▶ _What is being asked_:
Check each line of the entries below for the word "speckled", then state how many lines have it and nothing more.

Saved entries
=======
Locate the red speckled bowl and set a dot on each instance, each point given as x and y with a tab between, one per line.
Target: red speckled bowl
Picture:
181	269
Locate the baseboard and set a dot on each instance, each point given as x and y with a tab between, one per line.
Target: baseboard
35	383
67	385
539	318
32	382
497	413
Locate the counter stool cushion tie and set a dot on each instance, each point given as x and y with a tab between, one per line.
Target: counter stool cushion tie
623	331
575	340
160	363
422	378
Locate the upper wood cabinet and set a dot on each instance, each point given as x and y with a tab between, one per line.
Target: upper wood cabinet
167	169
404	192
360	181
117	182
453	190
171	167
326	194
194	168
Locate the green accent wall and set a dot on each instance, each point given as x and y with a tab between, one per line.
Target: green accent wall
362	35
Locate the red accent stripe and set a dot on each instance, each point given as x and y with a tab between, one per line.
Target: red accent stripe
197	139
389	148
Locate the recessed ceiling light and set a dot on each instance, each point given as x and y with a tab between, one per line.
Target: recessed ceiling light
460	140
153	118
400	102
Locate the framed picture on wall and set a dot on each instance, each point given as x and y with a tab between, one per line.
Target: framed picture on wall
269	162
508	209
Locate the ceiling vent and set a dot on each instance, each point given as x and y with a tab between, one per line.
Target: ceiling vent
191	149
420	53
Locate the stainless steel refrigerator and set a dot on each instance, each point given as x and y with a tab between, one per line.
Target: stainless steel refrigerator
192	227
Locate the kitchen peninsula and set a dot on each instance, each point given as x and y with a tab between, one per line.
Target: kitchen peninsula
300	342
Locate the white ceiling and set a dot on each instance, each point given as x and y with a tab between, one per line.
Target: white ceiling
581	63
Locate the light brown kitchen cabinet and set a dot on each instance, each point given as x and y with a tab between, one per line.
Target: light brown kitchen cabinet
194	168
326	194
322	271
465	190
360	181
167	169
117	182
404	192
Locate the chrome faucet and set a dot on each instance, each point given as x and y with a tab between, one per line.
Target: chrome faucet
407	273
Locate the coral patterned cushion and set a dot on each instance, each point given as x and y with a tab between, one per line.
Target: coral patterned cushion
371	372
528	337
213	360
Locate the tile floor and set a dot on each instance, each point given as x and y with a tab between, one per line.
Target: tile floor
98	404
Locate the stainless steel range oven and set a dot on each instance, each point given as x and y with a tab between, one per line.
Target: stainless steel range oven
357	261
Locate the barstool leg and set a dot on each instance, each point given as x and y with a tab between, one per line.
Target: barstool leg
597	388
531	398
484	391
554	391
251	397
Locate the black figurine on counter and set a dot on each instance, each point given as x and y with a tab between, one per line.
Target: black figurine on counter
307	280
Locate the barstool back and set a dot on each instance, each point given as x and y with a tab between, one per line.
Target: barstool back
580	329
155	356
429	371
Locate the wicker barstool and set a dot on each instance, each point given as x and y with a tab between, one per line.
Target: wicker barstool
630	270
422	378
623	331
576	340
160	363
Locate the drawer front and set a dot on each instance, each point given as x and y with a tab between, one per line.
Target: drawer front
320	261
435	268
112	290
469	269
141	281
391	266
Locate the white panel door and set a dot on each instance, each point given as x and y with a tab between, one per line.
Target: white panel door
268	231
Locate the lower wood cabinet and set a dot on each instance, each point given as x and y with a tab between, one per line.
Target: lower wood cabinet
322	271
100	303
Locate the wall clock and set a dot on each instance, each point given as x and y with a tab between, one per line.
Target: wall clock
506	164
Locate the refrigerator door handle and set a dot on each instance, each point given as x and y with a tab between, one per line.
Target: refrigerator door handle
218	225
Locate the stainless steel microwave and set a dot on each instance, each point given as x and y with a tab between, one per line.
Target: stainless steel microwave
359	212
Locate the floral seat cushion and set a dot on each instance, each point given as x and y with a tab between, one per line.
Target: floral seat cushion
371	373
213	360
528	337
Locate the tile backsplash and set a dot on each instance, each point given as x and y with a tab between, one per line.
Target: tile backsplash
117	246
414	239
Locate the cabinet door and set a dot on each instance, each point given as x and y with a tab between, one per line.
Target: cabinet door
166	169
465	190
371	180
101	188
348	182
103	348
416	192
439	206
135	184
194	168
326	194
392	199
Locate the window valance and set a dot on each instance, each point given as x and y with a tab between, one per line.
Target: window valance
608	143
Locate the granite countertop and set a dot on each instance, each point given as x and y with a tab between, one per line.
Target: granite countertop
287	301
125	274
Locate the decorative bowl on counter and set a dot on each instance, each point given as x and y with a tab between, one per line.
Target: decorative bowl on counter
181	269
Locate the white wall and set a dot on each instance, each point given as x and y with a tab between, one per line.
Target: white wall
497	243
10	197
=======
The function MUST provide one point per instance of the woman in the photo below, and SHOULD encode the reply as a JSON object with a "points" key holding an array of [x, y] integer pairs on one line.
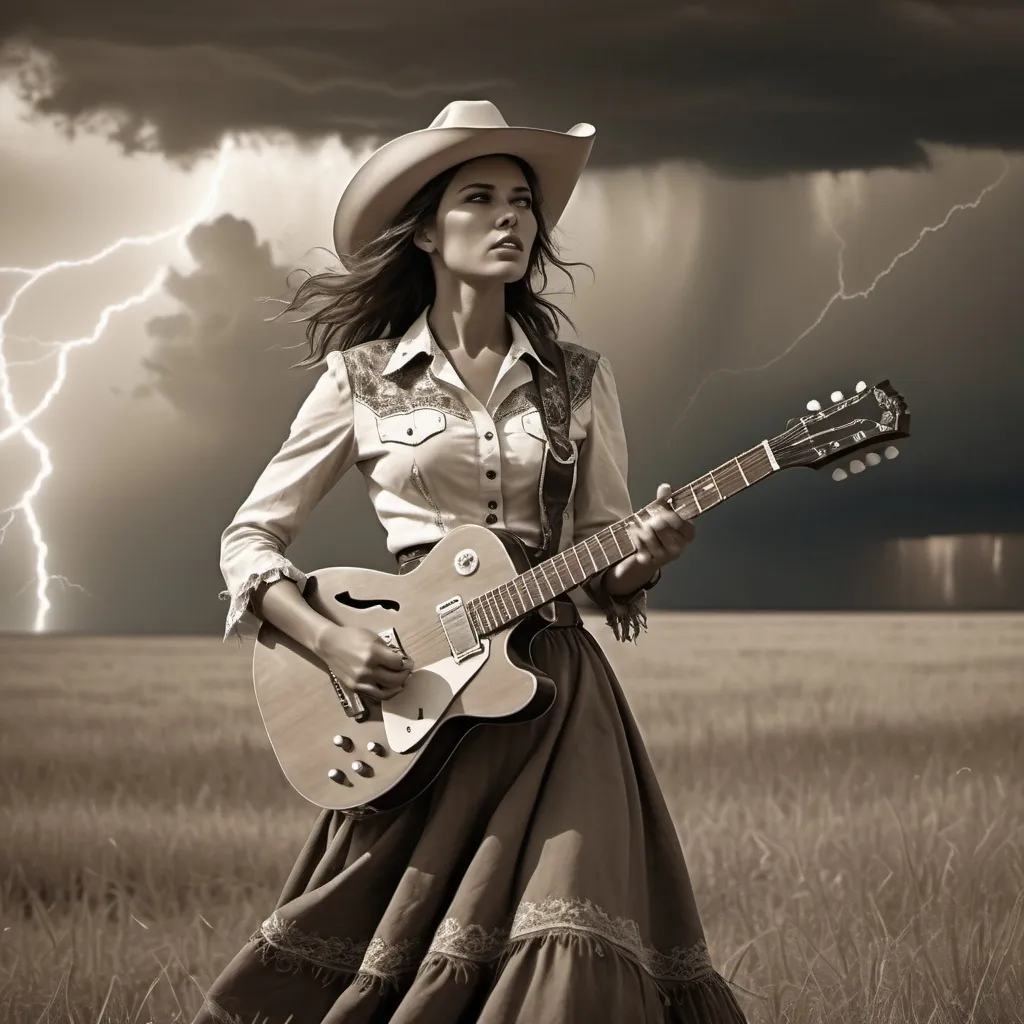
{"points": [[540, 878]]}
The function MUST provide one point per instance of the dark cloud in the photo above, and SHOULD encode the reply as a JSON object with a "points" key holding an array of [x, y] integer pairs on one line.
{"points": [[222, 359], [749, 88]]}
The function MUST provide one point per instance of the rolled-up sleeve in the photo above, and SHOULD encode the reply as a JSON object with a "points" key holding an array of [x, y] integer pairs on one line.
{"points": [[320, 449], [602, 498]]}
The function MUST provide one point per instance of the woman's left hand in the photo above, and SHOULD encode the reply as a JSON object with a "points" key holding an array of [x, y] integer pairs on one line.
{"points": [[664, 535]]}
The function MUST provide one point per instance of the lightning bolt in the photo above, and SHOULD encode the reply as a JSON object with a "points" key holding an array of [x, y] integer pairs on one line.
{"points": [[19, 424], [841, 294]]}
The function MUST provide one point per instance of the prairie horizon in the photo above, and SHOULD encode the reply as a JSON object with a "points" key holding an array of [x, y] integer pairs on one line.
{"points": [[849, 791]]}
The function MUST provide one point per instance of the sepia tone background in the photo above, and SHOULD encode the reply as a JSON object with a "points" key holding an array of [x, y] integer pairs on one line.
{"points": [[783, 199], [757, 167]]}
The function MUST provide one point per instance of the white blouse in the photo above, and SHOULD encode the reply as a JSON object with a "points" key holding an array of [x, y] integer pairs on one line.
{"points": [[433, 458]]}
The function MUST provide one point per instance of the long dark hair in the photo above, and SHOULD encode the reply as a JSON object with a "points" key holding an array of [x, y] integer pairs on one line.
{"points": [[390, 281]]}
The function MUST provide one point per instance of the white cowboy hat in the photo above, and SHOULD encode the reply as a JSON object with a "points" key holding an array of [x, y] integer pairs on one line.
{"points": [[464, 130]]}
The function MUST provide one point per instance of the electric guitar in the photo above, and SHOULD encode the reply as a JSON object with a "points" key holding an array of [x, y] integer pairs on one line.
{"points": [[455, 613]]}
=======
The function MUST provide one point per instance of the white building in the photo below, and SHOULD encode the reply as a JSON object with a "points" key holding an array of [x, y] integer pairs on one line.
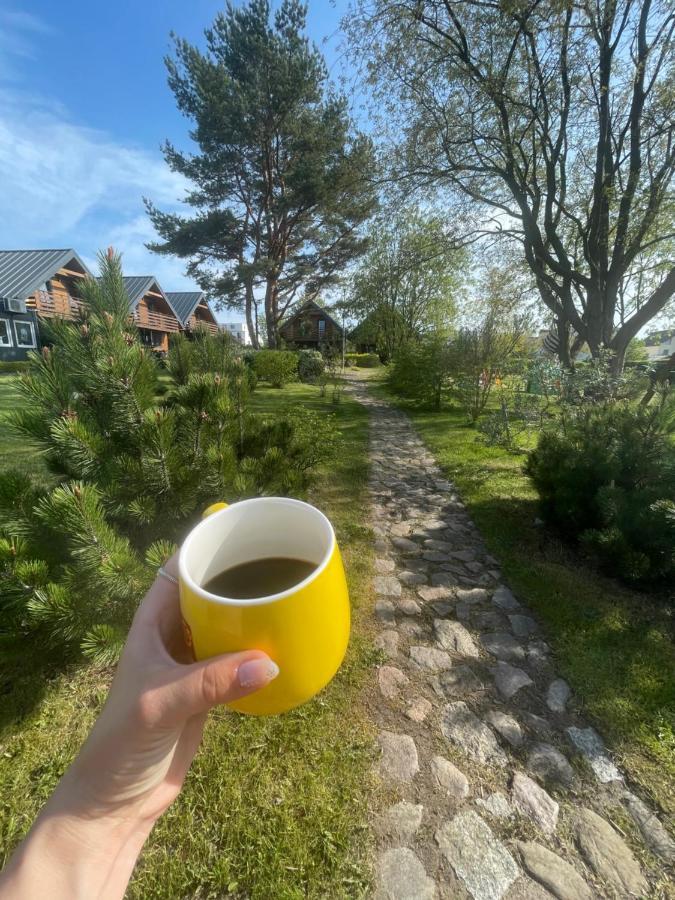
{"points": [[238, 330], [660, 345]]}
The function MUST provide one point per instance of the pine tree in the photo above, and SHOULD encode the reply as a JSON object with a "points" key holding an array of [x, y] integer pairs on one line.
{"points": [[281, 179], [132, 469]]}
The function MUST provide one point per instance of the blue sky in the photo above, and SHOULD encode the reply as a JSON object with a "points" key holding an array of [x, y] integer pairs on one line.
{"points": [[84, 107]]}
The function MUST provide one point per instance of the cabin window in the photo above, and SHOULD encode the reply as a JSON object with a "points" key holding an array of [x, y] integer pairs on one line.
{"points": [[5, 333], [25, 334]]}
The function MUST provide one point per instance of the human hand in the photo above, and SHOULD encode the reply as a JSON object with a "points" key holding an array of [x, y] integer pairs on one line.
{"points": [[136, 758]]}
=======
▶ _Result of this task_:
2